## START Dataset records

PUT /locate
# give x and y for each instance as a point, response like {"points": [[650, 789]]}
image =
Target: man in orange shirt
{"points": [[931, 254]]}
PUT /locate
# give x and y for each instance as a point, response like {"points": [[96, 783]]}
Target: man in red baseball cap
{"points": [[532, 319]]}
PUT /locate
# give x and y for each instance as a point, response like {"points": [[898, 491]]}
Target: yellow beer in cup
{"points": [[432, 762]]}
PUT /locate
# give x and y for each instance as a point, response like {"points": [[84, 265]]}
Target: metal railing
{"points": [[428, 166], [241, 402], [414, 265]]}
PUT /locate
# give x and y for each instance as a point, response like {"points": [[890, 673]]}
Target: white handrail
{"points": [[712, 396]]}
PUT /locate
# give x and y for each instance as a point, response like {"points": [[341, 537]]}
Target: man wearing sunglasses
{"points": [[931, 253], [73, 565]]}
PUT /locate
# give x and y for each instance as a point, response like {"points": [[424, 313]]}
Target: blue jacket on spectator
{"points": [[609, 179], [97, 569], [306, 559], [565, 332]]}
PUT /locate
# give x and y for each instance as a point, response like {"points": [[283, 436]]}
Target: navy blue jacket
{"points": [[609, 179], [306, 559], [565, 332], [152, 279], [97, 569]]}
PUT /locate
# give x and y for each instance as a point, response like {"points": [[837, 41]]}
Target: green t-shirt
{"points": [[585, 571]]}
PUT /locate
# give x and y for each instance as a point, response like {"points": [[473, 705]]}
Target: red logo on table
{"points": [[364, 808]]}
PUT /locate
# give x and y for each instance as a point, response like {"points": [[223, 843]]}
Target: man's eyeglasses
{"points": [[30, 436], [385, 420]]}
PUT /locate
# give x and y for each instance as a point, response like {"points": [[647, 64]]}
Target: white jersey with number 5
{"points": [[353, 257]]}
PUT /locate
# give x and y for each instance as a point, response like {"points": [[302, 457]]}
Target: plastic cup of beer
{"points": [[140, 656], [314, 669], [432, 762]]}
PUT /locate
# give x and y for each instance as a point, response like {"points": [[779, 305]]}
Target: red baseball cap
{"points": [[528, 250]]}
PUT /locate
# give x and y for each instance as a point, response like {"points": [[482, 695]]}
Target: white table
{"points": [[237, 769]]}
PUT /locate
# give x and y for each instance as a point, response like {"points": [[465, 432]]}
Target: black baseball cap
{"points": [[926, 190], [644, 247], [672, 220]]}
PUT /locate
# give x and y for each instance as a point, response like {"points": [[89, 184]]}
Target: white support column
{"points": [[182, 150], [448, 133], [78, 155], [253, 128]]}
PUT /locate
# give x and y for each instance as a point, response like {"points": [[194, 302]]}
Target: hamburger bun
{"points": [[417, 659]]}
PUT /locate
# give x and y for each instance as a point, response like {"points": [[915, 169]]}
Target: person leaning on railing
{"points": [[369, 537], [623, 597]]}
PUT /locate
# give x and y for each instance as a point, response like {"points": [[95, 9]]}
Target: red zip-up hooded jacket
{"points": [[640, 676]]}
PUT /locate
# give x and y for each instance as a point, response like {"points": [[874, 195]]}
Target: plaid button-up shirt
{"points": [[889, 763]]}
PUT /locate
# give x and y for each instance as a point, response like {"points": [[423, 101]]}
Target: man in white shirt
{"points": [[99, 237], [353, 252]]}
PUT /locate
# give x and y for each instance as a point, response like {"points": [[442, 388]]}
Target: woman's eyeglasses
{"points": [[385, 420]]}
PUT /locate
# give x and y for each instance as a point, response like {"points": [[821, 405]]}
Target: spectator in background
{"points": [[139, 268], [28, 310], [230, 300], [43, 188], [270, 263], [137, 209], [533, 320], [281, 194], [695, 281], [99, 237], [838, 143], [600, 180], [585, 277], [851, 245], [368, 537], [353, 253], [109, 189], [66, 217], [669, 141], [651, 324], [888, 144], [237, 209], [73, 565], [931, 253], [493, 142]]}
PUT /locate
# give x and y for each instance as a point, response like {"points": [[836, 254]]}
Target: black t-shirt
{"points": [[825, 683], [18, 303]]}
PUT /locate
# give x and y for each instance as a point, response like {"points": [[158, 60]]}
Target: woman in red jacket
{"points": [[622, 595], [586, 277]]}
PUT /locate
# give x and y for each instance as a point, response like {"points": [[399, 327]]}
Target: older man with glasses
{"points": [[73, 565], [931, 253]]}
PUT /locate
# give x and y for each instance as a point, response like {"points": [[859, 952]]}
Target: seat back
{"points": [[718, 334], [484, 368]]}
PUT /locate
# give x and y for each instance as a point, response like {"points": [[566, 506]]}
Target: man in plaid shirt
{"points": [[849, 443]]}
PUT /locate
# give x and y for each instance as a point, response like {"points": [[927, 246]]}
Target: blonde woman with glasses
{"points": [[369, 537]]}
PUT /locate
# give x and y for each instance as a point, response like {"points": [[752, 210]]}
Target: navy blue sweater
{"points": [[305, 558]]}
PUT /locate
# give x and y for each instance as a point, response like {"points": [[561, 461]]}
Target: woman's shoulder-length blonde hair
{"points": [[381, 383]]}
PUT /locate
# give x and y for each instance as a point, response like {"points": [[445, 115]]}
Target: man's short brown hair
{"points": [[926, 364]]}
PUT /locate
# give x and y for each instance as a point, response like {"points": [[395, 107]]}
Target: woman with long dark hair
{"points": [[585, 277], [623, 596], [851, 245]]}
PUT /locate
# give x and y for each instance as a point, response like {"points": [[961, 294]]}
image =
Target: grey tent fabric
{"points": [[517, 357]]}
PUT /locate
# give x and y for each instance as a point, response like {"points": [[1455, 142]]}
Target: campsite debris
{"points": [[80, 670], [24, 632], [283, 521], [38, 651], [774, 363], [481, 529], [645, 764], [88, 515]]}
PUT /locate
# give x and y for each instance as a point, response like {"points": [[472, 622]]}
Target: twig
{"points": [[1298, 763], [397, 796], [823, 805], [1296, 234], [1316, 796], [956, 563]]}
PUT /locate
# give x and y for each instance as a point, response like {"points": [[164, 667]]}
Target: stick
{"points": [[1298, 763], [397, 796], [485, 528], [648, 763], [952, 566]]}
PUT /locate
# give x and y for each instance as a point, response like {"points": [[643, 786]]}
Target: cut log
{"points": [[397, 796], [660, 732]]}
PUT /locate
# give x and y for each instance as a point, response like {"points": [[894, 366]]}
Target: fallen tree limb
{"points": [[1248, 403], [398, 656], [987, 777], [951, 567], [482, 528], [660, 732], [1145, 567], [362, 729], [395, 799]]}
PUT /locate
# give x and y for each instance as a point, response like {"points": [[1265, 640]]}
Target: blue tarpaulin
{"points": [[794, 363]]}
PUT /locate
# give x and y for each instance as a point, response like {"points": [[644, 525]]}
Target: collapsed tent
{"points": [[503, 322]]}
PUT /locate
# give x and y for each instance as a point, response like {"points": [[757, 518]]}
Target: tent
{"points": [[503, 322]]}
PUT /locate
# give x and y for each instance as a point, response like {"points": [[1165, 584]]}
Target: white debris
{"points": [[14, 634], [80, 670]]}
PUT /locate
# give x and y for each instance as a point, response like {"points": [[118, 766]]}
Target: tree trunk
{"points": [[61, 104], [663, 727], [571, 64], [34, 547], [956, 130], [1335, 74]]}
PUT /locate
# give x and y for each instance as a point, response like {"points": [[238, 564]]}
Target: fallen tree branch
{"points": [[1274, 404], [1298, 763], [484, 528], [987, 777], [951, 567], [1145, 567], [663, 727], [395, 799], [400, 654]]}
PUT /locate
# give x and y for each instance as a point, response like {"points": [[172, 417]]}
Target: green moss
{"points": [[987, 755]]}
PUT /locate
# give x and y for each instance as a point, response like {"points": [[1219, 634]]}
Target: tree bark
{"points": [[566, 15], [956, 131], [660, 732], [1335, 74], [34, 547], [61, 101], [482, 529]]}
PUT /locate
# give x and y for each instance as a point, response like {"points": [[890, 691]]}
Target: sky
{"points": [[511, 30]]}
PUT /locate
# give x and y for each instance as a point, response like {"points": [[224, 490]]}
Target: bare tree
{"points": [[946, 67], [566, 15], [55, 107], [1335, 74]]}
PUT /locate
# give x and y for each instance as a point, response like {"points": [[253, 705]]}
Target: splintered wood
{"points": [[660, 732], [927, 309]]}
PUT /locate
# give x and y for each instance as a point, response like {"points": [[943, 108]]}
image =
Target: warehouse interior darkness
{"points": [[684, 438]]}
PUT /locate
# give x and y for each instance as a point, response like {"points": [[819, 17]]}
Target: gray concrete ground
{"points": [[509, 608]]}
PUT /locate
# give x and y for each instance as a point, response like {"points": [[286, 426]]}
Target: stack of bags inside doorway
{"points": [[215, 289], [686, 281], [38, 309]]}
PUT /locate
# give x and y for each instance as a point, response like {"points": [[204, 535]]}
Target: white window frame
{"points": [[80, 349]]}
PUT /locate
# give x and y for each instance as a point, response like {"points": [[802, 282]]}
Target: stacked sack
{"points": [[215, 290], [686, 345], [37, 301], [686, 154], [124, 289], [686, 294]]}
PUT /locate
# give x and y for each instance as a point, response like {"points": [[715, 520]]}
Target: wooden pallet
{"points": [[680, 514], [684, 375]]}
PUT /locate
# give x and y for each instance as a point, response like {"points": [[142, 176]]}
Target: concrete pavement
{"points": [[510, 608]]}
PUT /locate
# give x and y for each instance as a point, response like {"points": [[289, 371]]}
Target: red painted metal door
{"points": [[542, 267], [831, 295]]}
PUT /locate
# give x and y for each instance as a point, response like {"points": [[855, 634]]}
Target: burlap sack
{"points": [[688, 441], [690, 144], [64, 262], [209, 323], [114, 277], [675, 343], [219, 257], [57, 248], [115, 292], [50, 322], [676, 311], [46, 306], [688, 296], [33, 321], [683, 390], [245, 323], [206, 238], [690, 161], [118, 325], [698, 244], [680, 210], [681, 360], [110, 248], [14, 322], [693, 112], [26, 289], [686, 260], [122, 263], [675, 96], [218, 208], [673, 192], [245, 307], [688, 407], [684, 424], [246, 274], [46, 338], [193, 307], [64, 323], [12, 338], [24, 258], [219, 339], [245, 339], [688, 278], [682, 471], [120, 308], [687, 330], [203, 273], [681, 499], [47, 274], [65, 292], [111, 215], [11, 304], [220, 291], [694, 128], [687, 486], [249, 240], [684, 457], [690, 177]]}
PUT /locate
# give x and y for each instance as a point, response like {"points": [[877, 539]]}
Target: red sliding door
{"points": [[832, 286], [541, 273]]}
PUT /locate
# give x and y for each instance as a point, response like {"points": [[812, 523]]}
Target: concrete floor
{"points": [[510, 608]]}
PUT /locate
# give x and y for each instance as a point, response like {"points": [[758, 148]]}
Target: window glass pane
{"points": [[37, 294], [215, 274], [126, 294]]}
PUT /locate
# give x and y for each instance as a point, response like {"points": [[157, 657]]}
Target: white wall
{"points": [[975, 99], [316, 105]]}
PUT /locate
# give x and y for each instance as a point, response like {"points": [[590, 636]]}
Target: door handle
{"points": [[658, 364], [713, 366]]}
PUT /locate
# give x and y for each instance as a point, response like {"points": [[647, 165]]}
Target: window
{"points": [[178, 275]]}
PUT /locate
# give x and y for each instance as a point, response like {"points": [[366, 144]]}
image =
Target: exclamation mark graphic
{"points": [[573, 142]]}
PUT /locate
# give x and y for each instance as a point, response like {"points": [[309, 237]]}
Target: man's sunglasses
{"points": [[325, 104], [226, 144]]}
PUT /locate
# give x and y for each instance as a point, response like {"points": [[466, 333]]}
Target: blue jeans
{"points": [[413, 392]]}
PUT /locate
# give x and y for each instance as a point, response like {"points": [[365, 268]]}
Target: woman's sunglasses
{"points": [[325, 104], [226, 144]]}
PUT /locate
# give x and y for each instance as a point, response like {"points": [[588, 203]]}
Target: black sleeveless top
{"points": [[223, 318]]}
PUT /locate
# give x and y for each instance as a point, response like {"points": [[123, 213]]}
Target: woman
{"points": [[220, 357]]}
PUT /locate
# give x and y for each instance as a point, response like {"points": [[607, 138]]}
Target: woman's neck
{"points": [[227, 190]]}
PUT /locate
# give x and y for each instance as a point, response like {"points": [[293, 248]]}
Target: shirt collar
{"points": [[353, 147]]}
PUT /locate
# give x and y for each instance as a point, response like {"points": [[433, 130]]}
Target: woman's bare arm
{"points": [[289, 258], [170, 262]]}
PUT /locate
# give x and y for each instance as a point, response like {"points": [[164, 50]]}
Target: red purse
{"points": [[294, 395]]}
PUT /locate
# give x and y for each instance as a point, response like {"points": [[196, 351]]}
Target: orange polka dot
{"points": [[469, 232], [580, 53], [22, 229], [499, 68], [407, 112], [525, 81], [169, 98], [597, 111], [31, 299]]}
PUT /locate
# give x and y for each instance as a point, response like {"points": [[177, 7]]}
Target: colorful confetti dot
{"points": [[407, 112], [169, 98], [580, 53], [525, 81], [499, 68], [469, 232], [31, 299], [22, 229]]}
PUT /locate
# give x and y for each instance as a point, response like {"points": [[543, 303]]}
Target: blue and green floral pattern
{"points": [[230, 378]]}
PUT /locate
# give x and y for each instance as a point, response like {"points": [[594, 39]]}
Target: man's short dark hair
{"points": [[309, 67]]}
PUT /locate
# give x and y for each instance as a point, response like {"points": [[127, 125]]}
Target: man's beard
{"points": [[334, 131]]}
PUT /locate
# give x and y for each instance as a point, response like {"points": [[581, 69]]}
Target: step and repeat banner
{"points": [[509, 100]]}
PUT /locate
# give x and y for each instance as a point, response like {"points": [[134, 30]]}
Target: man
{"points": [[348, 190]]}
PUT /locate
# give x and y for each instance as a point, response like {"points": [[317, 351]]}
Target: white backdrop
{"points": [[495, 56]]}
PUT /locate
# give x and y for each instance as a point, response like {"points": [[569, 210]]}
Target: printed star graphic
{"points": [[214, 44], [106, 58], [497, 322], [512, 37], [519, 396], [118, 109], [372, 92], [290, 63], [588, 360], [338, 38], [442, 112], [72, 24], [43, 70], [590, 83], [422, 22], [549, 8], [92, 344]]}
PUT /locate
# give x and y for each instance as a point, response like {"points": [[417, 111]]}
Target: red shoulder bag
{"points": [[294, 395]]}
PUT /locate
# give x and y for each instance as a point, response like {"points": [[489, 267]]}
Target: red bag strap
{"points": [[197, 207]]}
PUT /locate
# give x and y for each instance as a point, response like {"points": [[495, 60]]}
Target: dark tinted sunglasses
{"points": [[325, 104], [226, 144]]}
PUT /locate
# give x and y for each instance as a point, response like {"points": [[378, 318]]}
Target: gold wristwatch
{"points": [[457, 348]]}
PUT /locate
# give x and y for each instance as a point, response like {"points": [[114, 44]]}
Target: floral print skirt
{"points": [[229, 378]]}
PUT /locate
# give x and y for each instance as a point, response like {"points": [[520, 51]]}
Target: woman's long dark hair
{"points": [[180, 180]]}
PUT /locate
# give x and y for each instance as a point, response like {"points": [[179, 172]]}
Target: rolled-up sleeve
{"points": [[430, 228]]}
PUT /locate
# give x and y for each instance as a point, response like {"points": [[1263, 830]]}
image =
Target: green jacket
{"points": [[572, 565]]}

## END Dataset records

Brief
Return each line in the rows above that contains the string "sunglasses".

Answer to the task
Target: man wearing sunglasses
Target: man's sunglasses
Target: woman's sunglasses
Target: dark tinted sunglasses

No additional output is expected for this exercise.